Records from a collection
--

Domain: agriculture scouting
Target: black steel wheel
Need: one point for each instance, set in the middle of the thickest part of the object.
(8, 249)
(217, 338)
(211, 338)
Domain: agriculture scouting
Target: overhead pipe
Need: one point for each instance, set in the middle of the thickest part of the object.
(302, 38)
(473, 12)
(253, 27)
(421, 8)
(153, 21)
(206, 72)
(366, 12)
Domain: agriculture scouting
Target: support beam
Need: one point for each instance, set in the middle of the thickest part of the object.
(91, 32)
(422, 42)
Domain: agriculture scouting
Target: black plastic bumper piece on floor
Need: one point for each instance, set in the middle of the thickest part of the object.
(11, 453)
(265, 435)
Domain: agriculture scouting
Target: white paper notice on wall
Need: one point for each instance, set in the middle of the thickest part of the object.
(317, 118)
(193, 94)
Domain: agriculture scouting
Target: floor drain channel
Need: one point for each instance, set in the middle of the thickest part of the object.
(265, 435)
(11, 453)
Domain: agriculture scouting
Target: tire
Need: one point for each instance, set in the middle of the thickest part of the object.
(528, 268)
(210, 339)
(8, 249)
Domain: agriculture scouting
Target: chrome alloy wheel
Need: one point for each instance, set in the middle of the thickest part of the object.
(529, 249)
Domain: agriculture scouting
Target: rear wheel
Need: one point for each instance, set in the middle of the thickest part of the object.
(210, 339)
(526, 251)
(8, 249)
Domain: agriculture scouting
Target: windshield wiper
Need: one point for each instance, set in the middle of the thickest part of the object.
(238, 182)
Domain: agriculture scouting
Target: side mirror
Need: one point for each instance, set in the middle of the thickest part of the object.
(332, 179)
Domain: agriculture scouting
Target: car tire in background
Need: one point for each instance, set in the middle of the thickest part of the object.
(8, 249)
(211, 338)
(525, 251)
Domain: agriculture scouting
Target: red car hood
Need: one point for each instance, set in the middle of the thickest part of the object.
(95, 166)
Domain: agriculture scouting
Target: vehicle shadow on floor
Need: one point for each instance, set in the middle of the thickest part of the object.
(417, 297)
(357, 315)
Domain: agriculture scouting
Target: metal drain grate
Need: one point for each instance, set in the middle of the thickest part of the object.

--

### Exercise aim
Count lines, not occurrences: report how many lines in the entries above include the word "black", as a number alone.

### Answer below
2